_Task description_:
Write out every entry exactly as given, but omit the pictures.

##### Materials provided #####

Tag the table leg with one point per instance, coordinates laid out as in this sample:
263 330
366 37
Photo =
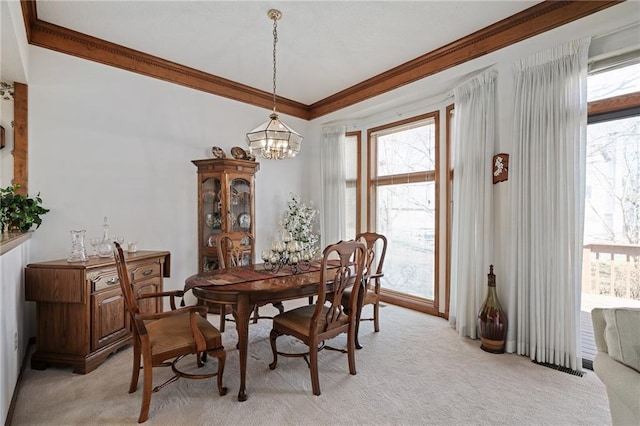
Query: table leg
242 315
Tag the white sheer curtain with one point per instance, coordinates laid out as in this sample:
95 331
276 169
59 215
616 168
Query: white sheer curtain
472 232
332 220
547 214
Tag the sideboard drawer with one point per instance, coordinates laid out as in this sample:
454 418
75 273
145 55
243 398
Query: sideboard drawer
145 270
105 278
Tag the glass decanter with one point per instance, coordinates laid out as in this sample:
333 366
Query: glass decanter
105 249
78 253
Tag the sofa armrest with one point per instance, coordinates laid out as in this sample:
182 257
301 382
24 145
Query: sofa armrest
599 325
623 388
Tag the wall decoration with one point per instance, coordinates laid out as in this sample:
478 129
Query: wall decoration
500 167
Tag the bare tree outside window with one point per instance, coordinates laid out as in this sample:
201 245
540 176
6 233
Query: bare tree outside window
612 201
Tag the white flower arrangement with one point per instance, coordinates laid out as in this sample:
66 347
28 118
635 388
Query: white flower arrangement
299 219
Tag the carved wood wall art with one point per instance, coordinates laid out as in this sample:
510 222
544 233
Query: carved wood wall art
500 168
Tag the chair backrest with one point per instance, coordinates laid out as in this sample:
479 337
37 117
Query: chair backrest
127 291
376 251
234 249
342 266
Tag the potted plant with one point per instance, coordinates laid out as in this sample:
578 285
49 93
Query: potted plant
18 213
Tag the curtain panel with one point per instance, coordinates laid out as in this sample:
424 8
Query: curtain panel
333 173
475 132
547 205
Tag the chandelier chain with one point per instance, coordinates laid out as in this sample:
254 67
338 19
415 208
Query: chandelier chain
275 40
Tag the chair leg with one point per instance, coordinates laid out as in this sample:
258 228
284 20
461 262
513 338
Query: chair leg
272 338
376 312
256 314
313 364
223 314
135 372
146 390
351 349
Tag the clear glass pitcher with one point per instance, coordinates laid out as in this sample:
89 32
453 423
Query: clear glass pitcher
105 248
78 253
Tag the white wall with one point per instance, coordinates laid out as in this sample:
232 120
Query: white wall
16 317
106 142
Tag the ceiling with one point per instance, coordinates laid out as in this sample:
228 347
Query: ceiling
323 46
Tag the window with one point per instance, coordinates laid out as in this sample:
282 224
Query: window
352 204
612 196
403 194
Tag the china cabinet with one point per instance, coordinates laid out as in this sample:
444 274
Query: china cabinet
226 204
80 309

#####

_Final answer_:
Tag the table leg with one point per instance, coordinates laid out as in this sample:
263 330
366 37
Photo =
Query: table leg
242 315
Tag the white sheer curtain with one point per instance, coordinates laid out as in this sample:
95 331
276 169
59 215
616 168
Query: white sheer curtain
472 232
332 220
547 214
Tag the sideboard drawer with one point per instance, coordinates laid out as in this sample:
454 418
75 273
145 55
243 398
Query: sideboard drawer
145 270
105 278
Tag the glass decanter with one point per instance, coordinates laid out as in this sample:
333 366
Query: glass decanter
105 249
78 253
Tag the sofa armrest with one point per instance, coordinates laid out as in this sample:
182 257
301 382
24 145
Query: sofa armrest
599 325
623 388
Tag the wall decoration with one point per instance, coordinates laid out as in this sample:
478 129
Query: wall decoration
500 167
Tag the bare tree outside window with one point per instance, coordinates laid out as in this sample:
201 245
540 176
6 233
Query: bare tree outside window
612 201
Tag the white flower arrangement with one point per instance, coordinates laid out as in this sample:
66 347
28 118
635 388
Query: white flower arrangement
299 219
Tag the carved wood wall art with one point per instance, coordinates laid out as in this sample:
510 222
544 233
Query: carved wood wall art
500 168
Tag the chair backrest with one point per instance, coordinates laid out as in this sample:
479 337
37 117
Query: chair backrest
127 291
376 251
234 249
342 266
Tag the potted plant with one point per instance, coordinates laid out as in this sample:
578 285
49 93
Query: potted plant
18 213
Tag the curtain panel with one point per instance, coordinates laid out as in this sample:
424 8
Query: curtain panel
333 173
475 132
547 205
Tag the chandelier chain with one point per instance, coordinates laid out as in this sample:
254 67
338 19
415 208
Query: chandelier chain
275 40
Tag the chair leg with one point per instance, coordinates laid out as in this sample:
258 228
284 20
461 262
513 338
Query: chair leg
272 338
376 312
256 314
313 364
223 314
135 372
146 390
351 349
Tag the clear glass pitcher with one point per instance, coordinates laid out as in this sample:
89 32
453 423
Query: clear glass pitcher
105 248
78 253
Tag the white wall with one point per instance, coordinates laid out as in this sample:
232 120
Query: white wall
16 317
106 142
Tag the ceiling with one point per instance, coordinates laid out as in this sample:
228 347
Query: ceiling
323 46
Tag the window with one point per instance, coordinates laid out as in this sample:
282 224
Query: window
352 204
612 196
403 194
Tag the china cabinet with one point per instance, coordinates laid out as in this sample:
444 274
Query: china cabinet
226 204
80 309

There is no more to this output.